• [What is required] Repeat everything from the start of the records down to the line containing "POLYGON ((106 264, 117", both ends included.

****************************************

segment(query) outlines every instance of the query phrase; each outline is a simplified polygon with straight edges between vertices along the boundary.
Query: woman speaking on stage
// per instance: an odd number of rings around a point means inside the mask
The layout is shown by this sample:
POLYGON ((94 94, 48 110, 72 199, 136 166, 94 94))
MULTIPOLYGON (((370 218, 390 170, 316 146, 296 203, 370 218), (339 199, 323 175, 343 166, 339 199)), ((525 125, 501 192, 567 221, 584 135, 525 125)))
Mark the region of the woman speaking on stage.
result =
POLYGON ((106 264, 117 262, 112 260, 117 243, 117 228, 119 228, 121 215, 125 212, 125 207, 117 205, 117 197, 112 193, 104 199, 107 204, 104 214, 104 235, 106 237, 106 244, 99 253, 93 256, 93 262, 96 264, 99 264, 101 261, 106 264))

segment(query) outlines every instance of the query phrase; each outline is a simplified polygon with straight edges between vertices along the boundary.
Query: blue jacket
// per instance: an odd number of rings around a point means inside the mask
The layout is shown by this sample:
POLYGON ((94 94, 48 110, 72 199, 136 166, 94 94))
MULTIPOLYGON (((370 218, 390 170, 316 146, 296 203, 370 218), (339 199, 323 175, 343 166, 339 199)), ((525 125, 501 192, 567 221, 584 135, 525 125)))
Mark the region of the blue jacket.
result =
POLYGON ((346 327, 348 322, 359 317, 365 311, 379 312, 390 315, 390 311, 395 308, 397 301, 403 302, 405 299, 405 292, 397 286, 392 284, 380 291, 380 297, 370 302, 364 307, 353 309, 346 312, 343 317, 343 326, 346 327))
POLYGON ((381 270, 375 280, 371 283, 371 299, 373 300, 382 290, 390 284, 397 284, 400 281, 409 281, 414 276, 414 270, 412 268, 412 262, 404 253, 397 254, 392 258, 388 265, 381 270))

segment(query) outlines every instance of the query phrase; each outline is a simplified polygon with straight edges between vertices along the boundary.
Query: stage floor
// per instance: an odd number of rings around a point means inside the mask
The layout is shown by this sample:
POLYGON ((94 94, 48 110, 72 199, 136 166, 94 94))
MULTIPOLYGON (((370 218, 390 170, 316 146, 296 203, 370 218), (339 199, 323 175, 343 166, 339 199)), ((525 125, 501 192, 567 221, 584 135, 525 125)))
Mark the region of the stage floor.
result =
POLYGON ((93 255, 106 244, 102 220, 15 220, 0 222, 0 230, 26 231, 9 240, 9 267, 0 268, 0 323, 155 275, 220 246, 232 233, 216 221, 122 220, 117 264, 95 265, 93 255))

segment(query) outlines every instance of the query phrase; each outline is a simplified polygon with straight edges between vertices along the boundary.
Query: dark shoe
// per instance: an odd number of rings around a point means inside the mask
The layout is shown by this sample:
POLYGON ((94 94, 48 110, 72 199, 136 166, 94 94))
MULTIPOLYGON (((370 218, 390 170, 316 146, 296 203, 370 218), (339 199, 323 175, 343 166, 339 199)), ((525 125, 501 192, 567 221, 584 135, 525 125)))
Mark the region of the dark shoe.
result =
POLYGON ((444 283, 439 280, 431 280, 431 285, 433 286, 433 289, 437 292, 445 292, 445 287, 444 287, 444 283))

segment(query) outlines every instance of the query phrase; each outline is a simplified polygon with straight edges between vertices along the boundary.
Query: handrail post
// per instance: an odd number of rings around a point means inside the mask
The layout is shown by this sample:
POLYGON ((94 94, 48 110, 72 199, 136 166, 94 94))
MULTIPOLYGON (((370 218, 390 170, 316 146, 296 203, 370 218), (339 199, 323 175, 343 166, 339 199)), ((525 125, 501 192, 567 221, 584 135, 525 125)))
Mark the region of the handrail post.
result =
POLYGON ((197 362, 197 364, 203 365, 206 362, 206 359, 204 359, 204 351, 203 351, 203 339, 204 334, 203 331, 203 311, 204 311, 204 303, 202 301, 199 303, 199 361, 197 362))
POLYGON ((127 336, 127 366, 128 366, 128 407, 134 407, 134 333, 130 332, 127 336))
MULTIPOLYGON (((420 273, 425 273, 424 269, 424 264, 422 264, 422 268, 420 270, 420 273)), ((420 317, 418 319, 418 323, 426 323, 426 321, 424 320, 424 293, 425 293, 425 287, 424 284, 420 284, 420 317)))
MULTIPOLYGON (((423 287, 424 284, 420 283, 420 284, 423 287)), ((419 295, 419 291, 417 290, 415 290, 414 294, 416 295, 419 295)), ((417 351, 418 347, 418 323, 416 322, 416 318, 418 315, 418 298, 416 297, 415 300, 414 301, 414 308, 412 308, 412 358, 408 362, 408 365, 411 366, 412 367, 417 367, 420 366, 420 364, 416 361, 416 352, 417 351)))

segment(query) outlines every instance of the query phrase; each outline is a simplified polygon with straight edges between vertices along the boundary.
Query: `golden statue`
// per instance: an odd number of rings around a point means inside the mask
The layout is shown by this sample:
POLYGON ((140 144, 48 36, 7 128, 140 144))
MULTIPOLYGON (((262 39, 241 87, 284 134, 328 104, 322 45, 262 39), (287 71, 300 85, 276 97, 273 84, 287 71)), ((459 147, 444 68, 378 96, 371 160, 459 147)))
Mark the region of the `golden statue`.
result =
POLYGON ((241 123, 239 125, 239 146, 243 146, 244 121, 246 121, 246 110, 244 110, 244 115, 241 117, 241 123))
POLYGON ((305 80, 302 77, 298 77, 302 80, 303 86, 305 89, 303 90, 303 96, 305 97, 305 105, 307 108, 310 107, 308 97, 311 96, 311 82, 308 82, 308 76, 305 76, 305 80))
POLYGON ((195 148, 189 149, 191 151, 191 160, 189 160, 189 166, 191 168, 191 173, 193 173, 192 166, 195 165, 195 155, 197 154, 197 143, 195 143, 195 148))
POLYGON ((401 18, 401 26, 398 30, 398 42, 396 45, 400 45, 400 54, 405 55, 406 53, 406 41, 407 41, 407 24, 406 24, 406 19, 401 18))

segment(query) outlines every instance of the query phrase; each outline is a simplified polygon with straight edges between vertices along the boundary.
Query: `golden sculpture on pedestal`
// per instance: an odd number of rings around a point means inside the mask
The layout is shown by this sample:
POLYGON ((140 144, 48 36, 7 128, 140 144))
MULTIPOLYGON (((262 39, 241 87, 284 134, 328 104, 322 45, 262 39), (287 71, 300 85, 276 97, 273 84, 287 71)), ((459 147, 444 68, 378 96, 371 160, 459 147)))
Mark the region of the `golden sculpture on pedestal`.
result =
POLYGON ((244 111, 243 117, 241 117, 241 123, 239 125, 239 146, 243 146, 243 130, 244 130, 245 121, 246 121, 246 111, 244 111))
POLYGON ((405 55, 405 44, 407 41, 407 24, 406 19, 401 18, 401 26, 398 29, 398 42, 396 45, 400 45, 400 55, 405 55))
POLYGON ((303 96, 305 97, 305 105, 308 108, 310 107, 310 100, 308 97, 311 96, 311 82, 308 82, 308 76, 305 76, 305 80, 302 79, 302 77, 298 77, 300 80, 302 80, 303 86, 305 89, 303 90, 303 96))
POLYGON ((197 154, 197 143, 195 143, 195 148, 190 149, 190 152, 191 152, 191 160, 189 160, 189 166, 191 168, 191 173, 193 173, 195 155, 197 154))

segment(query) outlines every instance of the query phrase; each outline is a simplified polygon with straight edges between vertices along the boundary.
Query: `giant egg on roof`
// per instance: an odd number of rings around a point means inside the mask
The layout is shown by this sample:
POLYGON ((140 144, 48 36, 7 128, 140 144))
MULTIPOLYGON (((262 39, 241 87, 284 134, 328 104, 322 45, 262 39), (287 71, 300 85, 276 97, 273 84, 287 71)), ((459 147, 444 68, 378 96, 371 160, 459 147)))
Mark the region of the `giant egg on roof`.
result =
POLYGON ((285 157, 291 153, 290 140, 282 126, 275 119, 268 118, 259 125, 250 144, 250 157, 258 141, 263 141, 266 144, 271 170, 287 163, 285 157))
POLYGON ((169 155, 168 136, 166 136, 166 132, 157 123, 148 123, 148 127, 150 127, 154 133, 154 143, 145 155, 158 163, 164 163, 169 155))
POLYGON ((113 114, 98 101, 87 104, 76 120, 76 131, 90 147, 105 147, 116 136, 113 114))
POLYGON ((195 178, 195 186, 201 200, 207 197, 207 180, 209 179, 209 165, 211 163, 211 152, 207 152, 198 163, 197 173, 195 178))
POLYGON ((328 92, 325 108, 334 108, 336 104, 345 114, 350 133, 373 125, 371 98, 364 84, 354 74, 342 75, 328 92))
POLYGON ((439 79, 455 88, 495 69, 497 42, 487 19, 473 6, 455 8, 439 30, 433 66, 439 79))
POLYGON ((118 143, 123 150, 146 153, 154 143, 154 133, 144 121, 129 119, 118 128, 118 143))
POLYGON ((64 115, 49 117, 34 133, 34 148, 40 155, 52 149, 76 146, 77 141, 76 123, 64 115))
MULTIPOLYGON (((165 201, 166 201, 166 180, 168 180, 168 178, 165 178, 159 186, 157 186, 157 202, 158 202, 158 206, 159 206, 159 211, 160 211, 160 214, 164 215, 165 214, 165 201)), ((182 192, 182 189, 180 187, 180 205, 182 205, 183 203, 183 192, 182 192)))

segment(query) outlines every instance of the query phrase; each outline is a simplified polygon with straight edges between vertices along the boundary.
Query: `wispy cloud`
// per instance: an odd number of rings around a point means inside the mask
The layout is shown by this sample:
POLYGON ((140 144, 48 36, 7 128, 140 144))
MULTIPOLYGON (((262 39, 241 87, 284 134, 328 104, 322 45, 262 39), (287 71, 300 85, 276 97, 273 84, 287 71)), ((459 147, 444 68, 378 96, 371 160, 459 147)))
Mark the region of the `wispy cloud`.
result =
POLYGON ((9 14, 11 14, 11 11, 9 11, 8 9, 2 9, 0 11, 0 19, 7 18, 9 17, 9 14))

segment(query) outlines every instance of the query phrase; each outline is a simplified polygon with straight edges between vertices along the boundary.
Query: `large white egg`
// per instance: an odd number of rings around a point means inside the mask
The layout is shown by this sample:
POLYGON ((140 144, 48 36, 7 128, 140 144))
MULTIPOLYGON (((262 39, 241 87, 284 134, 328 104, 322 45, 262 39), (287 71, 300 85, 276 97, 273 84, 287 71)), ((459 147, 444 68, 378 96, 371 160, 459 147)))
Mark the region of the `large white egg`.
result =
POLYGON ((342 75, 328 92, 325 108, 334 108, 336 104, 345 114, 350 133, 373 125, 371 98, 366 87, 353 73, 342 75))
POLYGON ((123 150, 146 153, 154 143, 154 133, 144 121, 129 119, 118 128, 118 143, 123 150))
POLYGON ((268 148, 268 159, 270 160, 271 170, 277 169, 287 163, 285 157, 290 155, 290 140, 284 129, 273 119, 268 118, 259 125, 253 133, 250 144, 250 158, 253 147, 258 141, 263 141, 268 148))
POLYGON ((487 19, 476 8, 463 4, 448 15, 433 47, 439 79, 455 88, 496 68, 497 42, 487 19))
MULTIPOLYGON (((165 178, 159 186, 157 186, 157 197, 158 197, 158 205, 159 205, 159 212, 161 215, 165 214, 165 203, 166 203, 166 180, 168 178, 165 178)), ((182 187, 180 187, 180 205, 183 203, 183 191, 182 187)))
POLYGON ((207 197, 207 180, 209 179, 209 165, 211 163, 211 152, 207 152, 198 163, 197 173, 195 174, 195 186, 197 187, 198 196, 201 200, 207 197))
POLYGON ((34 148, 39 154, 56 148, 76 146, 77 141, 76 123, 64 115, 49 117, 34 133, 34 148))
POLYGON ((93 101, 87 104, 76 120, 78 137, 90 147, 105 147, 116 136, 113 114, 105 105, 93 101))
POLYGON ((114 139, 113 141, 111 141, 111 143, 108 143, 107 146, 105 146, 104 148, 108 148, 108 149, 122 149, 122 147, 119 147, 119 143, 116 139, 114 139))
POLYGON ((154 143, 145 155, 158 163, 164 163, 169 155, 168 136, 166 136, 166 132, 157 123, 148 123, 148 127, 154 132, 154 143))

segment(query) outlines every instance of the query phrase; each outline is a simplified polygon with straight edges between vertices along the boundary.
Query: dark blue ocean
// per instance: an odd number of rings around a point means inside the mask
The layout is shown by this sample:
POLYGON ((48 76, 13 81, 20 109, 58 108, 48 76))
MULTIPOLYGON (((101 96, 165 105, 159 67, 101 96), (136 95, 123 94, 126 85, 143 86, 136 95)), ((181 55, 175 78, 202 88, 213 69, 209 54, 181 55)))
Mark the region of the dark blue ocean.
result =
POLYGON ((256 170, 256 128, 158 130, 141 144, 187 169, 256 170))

****************************************

• [In response]
segment(query) outlines every instance of the query phrase; each outline is a simplified polygon with straight edges between vertices along the boundary.
Query: woman speaking on stage
// per instance: an odd number of rings around a point means inside the mask
The layout is shown by this sample:
POLYGON ((94 94, 48 110, 72 199, 136 166, 94 94))
MULTIPOLYGON (((370 218, 390 170, 316 146, 296 203, 370 218), (339 199, 323 175, 343 166, 339 199)), ((525 125, 501 192, 567 221, 584 135, 525 125)))
Mark the region of the woman speaking on stage.
result =
POLYGON ((106 264, 117 262, 112 260, 117 243, 117 228, 119 228, 121 215, 125 212, 125 207, 117 205, 117 197, 112 193, 104 199, 107 204, 104 214, 104 235, 106 237, 106 244, 99 253, 93 256, 93 262, 96 264, 99 264, 101 261, 106 264))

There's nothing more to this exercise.